#### Given information
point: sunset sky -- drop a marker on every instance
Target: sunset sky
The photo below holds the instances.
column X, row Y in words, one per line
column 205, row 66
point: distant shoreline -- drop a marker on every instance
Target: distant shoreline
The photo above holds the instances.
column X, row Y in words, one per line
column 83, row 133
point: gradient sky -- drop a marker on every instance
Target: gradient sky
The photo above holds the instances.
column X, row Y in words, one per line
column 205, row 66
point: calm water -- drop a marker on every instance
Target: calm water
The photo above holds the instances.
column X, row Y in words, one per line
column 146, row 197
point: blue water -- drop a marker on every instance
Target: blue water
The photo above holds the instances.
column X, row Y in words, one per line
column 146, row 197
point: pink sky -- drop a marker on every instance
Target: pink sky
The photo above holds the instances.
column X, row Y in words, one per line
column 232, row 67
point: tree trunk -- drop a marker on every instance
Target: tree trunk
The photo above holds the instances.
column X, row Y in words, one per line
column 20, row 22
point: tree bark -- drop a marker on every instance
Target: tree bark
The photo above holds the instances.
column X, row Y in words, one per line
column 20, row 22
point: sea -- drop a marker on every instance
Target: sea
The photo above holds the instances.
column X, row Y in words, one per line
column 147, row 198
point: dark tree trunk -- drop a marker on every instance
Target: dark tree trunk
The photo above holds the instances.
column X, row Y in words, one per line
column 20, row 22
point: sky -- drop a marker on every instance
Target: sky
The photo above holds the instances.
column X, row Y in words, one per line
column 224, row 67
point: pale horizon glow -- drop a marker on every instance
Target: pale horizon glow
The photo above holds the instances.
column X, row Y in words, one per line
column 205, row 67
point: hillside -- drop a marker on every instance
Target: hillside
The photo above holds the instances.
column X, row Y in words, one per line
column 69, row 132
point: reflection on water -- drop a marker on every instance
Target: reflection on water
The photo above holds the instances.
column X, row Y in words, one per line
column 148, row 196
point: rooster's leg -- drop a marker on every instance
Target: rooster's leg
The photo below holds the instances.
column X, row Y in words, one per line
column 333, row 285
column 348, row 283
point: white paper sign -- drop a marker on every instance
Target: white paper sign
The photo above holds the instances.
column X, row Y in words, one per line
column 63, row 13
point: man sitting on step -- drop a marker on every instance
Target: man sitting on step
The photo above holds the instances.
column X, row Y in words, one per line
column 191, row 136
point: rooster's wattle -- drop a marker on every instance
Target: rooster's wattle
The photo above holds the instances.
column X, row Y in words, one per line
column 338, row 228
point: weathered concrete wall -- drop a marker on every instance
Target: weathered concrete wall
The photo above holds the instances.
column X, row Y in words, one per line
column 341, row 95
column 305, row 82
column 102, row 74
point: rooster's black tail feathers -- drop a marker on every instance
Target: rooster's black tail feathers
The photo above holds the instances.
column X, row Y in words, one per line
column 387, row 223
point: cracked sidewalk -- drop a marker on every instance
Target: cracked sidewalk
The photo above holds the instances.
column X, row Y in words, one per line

#### Exercise
Check each line above for the string "water" and copy those that have it.

#### Task result
point: calm water -- drop a marker on every instance
Target: calm water
point: blue water -- drop a marker on every instance
Target: blue water
point: reflection on water -- drop a marker on every instance
Target: reflection on water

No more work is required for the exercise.